[Stored data entries]
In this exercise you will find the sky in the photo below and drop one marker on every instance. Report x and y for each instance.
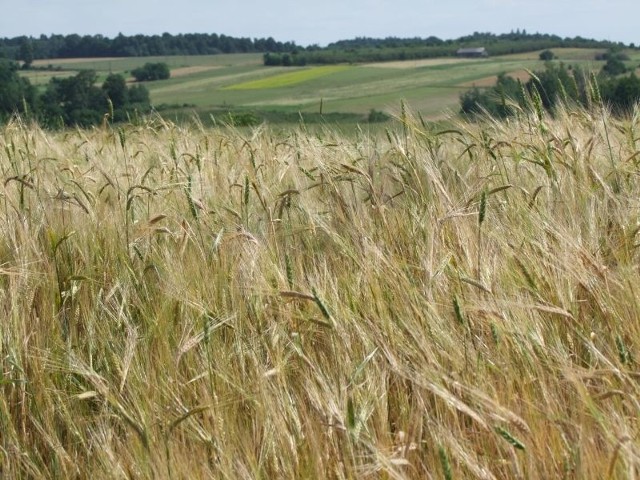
(323, 21)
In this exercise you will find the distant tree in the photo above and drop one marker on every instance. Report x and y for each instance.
(152, 71)
(621, 94)
(547, 55)
(74, 100)
(139, 97)
(16, 93)
(26, 52)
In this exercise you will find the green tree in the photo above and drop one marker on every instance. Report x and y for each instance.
(152, 71)
(547, 55)
(115, 88)
(621, 94)
(17, 95)
(26, 53)
(74, 100)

DIRECTIONS FOR THIS TASK: Only the text of the records belongs in the answer; reproduce it verbatim, with no pictures.

TASK RESPONSE:
In this exercise you will find the sky in the photo below and drop one marker on every instance. Report x and y for each instance.
(323, 21)
In this exercise you will find the distant tree in the photo above and drop one marker on every instance. Report x and y for each instance.
(152, 71)
(621, 94)
(547, 55)
(74, 100)
(139, 97)
(16, 93)
(26, 52)
In this exercise you will find the green tree in the photo above and drop one marker on every instance. Report x and y for each instance.
(152, 71)
(547, 55)
(115, 88)
(621, 94)
(17, 95)
(26, 53)
(74, 100)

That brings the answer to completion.